SOURCE DATA
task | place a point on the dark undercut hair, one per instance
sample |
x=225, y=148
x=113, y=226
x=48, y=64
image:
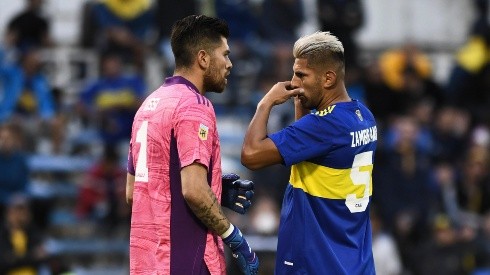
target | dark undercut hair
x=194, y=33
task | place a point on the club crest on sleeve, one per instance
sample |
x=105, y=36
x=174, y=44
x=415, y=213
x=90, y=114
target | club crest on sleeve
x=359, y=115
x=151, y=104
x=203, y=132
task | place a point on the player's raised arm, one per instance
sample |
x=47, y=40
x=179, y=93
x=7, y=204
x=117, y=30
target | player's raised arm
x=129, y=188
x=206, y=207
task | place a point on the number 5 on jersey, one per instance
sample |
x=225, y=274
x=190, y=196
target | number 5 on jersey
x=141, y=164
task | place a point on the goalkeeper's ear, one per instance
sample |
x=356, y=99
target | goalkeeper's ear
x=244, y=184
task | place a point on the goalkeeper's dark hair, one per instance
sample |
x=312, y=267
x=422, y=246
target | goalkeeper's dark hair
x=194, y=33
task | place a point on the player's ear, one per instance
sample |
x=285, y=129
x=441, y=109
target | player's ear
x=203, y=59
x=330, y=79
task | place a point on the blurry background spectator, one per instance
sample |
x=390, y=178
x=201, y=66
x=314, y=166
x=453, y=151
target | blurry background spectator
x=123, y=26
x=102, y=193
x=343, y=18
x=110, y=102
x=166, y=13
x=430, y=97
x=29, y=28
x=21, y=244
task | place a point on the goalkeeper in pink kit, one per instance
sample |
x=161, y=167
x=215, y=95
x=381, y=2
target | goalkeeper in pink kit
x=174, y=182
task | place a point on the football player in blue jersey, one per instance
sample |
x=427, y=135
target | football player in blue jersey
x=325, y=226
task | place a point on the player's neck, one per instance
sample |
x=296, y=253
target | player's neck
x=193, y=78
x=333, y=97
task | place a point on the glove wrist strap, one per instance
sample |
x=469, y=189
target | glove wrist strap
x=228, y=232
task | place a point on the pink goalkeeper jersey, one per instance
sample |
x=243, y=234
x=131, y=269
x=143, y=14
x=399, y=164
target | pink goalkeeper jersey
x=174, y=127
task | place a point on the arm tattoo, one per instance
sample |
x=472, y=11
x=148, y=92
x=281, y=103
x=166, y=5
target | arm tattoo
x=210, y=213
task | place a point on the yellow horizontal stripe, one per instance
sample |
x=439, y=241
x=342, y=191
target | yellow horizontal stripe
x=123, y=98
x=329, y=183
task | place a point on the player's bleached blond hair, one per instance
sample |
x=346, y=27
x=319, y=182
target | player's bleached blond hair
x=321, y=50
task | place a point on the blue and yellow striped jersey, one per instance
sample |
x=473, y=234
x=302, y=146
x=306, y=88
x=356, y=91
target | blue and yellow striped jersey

WRITTEN TASK
Reproduce, unchanged, the stretch of the material above from the line containing "task | place a point on the arm" through the line containing "x=321, y=50".

EXPECTED ANSWER
task | place a point on the arm tattoo, one per instance
sample |
x=472, y=11
x=148, y=92
x=281, y=103
x=166, y=5
target | arm tattoo
x=210, y=213
task | place a point on the yellow horizontal stripe, one per instance
sample |
x=439, y=241
x=342, y=191
target | yellow horizontal stripe
x=123, y=98
x=329, y=183
task | place a point on the player's bleached blond hair, one per instance
sample |
x=346, y=27
x=319, y=182
target | player's bleached blond hair
x=321, y=50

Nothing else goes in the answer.